▸ **Goal of the exercise**
Retype the listing that follows, exactly as written.

** Start Extracted records **

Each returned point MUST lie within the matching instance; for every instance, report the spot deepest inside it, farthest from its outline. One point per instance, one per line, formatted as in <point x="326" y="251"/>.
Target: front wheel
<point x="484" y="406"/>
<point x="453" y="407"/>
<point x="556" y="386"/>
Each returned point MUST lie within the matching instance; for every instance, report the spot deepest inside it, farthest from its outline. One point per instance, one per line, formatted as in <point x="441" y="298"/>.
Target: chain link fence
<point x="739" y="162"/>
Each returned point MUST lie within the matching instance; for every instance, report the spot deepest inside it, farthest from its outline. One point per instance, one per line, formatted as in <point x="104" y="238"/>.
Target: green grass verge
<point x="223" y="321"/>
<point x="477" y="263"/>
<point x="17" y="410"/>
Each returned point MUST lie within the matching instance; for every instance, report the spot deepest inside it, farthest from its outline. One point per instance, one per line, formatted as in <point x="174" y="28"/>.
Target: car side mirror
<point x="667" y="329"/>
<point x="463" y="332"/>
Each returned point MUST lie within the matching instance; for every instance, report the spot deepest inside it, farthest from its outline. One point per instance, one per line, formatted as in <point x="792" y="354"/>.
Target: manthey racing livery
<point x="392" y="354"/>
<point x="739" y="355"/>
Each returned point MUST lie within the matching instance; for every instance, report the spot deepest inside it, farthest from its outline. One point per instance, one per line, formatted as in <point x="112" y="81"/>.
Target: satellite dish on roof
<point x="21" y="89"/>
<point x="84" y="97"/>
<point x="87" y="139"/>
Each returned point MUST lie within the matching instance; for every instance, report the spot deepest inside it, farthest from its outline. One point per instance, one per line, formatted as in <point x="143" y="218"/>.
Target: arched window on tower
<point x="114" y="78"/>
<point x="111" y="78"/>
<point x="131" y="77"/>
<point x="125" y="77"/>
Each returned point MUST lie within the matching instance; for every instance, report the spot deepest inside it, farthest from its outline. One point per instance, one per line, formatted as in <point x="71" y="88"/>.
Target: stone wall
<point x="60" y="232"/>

** End Extracted records **

▸ **Solution to the exercise**
Each returned point MUST lie within the matching instance; for every instance, report the spot deepest inside it, farthest from its outline. One point per instance, one per line, formatted as in <point x="326" y="251"/>.
Target: front wheel
<point x="484" y="406"/>
<point x="453" y="407"/>
<point x="556" y="386"/>
Each returned point MUST lie within the matching instance; for every instance, report the spot deepest inside it, farthest from its outline. One point per instance, one per line, formatted as in <point x="441" y="298"/>.
Target: chain link fence
<point x="739" y="162"/>
Each returned point MUST lie within the matching instance; for every instance, report the spot deepest inside it, farthest from its outline. One point per instance, one per line, formatted as in <point x="104" y="238"/>.
Target: green grass verge
<point x="223" y="321"/>
<point x="477" y="263"/>
<point x="17" y="410"/>
Each returned point MUST lie within the matching instance; for every instance, report the spot deepest inside it, farthest from its outline. One point per instance, one per line, formatted as in <point x="174" y="28"/>.
Target: car side mirror
<point x="667" y="329"/>
<point x="463" y="332"/>
Each returned point MUST lie within the matching instance; for every instance, report the spot deepest inside it, farthest from its outline. One point per instance, one per line, formatted as in <point x="792" y="354"/>.
Target: manthey racing livery
<point x="392" y="354"/>
<point x="739" y="355"/>
Each returned point MUST lie within the matching instance; for every instance, report the spot deepest inside it, farthest from its outline. One point per instance, one per line, formatted as in <point x="112" y="81"/>.
Target: satellite dish on roof
<point x="21" y="89"/>
<point x="84" y="97"/>
<point x="87" y="139"/>
Each returned point MUST lie within the matching instance; for every instance, report the spot deepest inside it, farthest from its outline. One point per instance, one per line, formatted as in <point x="143" y="218"/>.
Target: arched window on tower
<point x="114" y="78"/>
<point x="111" y="78"/>
<point x="131" y="77"/>
<point x="125" y="77"/>
Each returned point MUST lie within the matching instance; for every instance, report the spot deepest inside it, farthest from its outline. One point per instance, one per line, formatted as in <point x="71" y="88"/>.
Target: stone wall
<point x="60" y="232"/>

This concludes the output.